### YOUR TASK:
Locate every line in the records below that contains the string "umbrella", and copy each of those lines.

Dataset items
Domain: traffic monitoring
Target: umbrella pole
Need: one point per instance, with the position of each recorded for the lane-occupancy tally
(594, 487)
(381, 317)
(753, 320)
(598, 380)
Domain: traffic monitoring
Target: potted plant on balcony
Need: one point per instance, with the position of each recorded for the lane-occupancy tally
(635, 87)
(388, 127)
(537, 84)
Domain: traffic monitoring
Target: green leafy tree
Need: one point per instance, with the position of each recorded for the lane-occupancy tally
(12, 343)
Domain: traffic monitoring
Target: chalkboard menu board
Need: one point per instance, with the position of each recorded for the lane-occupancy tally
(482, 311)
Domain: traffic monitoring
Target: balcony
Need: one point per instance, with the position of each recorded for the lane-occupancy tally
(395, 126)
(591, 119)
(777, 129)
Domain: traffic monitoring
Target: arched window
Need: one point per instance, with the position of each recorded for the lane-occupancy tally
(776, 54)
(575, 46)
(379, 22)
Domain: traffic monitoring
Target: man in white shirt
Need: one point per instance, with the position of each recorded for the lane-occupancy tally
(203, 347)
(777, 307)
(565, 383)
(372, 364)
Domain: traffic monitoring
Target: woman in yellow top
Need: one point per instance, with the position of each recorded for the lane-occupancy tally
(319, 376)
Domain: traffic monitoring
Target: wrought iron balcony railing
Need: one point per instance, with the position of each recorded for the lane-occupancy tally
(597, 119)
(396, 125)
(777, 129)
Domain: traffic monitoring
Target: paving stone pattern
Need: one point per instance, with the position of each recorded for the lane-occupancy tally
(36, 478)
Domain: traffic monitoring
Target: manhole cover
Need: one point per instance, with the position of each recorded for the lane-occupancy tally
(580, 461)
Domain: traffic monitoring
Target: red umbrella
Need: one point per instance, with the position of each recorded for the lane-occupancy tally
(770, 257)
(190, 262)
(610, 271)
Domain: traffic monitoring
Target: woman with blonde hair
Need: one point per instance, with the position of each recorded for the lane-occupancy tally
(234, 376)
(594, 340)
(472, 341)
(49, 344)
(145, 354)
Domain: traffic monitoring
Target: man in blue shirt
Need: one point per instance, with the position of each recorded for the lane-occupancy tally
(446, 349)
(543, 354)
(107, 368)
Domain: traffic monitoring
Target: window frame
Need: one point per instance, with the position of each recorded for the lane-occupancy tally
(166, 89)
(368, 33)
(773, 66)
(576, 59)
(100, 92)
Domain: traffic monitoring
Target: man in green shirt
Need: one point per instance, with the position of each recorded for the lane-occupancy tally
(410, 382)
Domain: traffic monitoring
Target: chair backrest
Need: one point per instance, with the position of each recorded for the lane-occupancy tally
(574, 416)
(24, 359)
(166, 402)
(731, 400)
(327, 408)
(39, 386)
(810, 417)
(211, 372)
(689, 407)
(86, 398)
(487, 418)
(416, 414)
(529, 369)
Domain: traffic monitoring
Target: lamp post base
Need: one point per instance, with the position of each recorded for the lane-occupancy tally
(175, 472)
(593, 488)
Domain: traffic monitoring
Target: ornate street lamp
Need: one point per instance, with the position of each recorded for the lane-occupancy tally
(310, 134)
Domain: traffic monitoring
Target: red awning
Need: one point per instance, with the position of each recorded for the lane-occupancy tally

### SOLUTION FOR THIS PROBLEM:
Target: umbrella pole
Target: red umbrella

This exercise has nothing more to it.